**TASK TO COMPLETE**
Which lines belong in your copy? Those from the start of the data through the line with "367L584 391L720 416V402L680", exactly as written, without any pictures.

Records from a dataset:
'''

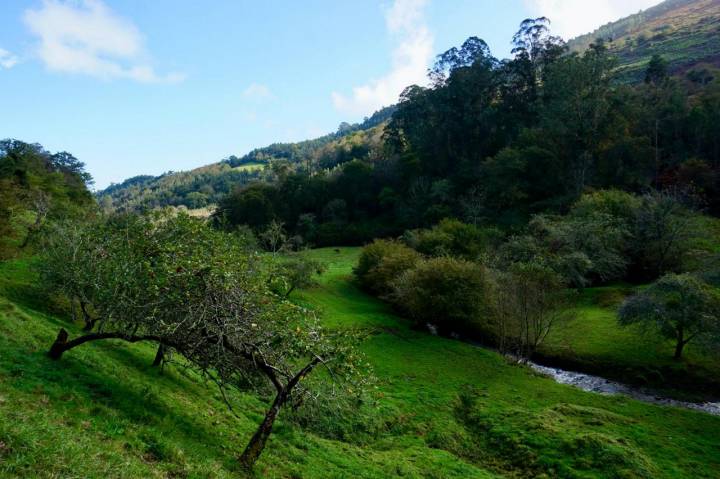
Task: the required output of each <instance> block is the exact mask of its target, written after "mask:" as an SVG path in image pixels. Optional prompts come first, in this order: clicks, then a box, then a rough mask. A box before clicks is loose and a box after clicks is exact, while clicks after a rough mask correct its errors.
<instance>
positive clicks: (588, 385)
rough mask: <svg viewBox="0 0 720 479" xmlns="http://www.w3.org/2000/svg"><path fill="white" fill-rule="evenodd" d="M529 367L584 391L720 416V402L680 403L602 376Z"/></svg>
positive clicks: (551, 368)
mask: <svg viewBox="0 0 720 479" xmlns="http://www.w3.org/2000/svg"><path fill="white" fill-rule="evenodd" d="M527 365H528V366H530V367H531V368H532V369H534V370H535V371H537V372H539V373H542V374H544V375H547V376H550V377H552V378H553V379H554V380H555V381H557V382H559V383H561V384H568V385H570V386H574V387H576V388H579V389H582V390H583V391H589V392H594V393H598V394H623V395H625V396H630V397H631V398H633V399H637V400H639V401H644V402H649V403H652V404H660V405H663V406H675V407H682V408H686V409H695V410H696V411H703V412H706V413H709V414H713V415H716V416H720V402H705V403H694V402H686V401H678V400H676V399H670V398H668V397H664V396H662V395H659V394H657V393H655V392H653V391H652V390H649V389H644V388H638V387H633V386H628V385H627V384H622V383H618V382H615V381H609V380H607V379H605V378H601V377H600V376H592V375H590V374H583V373H576V372H574V371H565V370H564V369H558V368H550V367H547V366H541V365H539V364H535V363H533V362H528V363H527Z"/></svg>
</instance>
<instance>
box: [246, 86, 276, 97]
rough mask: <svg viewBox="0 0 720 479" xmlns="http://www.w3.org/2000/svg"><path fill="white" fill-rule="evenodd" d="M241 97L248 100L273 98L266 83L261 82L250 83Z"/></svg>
mask: <svg viewBox="0 0 720 479" xmlns="http://www.w3.org/2000/svg"><path fill="white" fill-rule="evenodd" d="M243 97H245V98H247V99H248V100H254V101H262V100H270V99H272V98H273V94H272V92H271V91H270V88H268V87H267V85H263V84H261V83H251V84H250V85H249V86H248V87H247V88H246V89H245V90H244V91H243Z"/></svg>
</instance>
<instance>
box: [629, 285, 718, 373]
mask: <svg viewBox="0 0 720 479" xmlns="http://www.w3.org/2000/svg"><path fill="white" fill-rule="evenodd" d="M619 320H620V324H621V325H624V326H627V325H631V324H640V325H642V326H643V327H644V328H645V329H647V330H652V331H656V332H658V333H660V334H661V335H662V336H664V337H665V338H668V339H671V340H673V341H674V342H675V359H680V358H681V357H682V353H683V349H684V348H685V345H687V344H688V343H689V342H690V341H693V340H695V341H696V342H705V343H706V344H712V345H713V346H714V347H715V348H717V347H718V345H720V293H718V291H717V290H716V289H713V288H712V287H711V286H709V285H707V284H706V283H704V282H702V281H701V280H699V279H698V278H696V277H694V276H691V275H689V274H681V275H676V274H668V275H665V276H663V277H662V278H660V279H659V280H658V281H656V282H655V283H653V284H652V285H650V286H649V287H648V288H647V289H644V290H643V291H641V292H640V293H638V294H636V295H634V296H631V297H630V298H628V299H627V300H626V301H625V303H623V305H622V307H621V308H620V313H619Z"/></svg>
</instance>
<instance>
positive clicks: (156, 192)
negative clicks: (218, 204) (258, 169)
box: [98, 163, 260, 211]
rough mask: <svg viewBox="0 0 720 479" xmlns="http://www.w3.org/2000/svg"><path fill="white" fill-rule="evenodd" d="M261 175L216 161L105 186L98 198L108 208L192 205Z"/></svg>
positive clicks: (198, 205)
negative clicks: (197, 167) (115, 184)
mask: <svg viewBox="0 0 720 479" xmlns="http://www.w3.org/2000/svg"><path fill="white" fill-rule="evenodd" d="M259 177H260V172H259V171H253V170H246V169H241V168H233V167H231V166H230V165H228V164H227V163H217V164H214V165H209V166H204V167H202V168H197V169H195V170H192V171H184V172H168V173H165V174H164V175H161V176H157V177H155V176H145V175H144V176H136V177H133V178H129V179H127V180H125V181H123V182H122V183H120V184H117V185H110V186H109V187H108V188H106V189H105V190H103V191H102V192H101V193H100V194H99V195H98V199H99V202H100V204H101V205H102V206H103V208H105V209H107V210H114V209H126V210H131V211H146V210H152V209H155V208H163V207H166V206H185V207H187V208H190V209H194V208H204V207H206V206H208V205H213V204H216V203H217V202H218V201H220V200H221V199H222V198H223V197H224V196H225V195H227V193H228V192H229V191H231V190H232V188H233V187H236V186H238V185H244V184H247V183H249V182H250V181H252V180H255V179H258V178H259Z"/></svg>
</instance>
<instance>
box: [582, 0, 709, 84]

'''

**SOLUTION TO THE PROBLEM**
Task: the required output of each <instance> block is the exact mask of its target, written after "mask:" as an SVG path in image pixels. Optional prompts come first, in this order: clicks, then a box, then a rough mask. A box before clicks is loose and a box after clicks is exact, while clicks after a rough mask correct its errors.
<instance>
positive clicks: (588, 385)
rough mask: <svg viewBox="0 0 720 479" xmlns="http://www.w3.org/2000/svg"><path fill="white" fill-rule="evenodd" d="M529 367L584 391L720 416V402L680 403L602 376Z"/></svg>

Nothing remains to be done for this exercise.